Using the listing below, copy exactly the lines from the one containing "Target: blue thumbhole cuff" to the one containing "Target: overcast sky", both lines included, and no others.

===============

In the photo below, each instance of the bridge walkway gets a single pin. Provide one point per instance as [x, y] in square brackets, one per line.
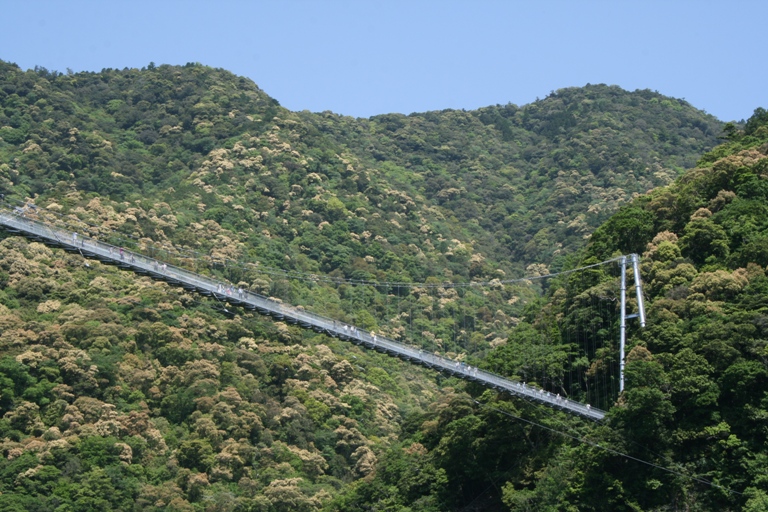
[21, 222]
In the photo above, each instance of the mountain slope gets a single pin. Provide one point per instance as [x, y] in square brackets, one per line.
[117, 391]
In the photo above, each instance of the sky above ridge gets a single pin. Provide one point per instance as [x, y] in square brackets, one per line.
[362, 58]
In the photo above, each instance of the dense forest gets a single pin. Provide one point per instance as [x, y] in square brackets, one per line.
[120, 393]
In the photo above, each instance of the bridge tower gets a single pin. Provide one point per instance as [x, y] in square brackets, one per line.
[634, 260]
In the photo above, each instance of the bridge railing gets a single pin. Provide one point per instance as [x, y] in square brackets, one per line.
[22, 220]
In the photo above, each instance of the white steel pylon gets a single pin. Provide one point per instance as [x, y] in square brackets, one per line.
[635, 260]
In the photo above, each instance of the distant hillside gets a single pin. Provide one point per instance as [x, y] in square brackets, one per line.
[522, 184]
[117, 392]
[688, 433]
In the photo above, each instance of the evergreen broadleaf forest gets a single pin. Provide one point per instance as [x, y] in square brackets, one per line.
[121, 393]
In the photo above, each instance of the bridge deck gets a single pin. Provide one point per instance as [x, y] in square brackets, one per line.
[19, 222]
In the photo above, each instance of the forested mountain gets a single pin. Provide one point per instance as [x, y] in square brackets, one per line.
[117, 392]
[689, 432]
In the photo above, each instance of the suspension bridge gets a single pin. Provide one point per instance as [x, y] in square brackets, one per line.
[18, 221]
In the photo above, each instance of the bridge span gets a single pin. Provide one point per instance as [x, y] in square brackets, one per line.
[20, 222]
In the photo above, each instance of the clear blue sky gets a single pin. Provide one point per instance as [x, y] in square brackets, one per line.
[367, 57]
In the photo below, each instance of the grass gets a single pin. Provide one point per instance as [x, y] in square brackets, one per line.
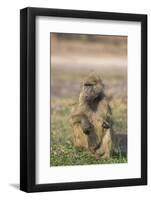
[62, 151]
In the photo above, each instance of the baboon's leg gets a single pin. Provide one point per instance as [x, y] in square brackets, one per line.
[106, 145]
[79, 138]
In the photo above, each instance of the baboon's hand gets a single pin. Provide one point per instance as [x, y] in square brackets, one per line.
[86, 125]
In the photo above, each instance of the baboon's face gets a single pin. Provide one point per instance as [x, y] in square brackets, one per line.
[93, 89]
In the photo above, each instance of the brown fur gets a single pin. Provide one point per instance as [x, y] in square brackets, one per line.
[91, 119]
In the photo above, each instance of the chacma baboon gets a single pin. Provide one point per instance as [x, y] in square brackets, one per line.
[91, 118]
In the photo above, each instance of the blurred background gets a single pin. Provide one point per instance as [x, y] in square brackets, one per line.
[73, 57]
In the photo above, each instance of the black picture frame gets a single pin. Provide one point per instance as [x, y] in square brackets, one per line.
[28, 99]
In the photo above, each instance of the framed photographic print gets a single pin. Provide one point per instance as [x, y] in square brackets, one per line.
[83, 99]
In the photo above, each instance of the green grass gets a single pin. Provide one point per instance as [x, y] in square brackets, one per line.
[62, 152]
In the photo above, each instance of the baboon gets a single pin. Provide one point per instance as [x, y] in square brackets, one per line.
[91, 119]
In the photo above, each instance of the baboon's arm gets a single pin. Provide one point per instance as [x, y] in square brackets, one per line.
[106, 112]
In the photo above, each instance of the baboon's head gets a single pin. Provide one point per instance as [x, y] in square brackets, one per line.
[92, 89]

===============

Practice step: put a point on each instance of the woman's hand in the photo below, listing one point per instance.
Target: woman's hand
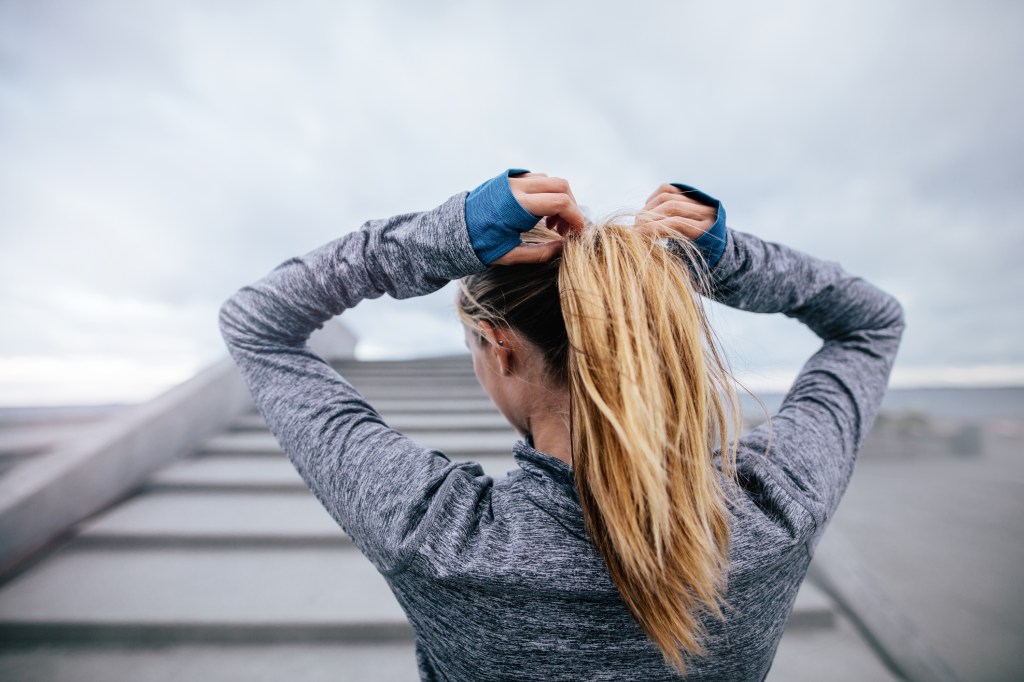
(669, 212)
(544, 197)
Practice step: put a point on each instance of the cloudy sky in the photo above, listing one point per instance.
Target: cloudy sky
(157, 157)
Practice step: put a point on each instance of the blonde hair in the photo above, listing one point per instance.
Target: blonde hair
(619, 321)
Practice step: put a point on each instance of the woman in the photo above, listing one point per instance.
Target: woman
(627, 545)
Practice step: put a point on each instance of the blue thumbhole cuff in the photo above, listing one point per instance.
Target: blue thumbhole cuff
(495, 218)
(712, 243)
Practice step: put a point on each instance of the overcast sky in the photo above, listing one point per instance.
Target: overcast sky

===============

▶ Answer space:
Target: blue thumbhole cuff
(495, 218)
(712, 243)
Practice step: put a point on each instance of the overcast sky in the photo above, listing one point per instance.
Target: overcast sky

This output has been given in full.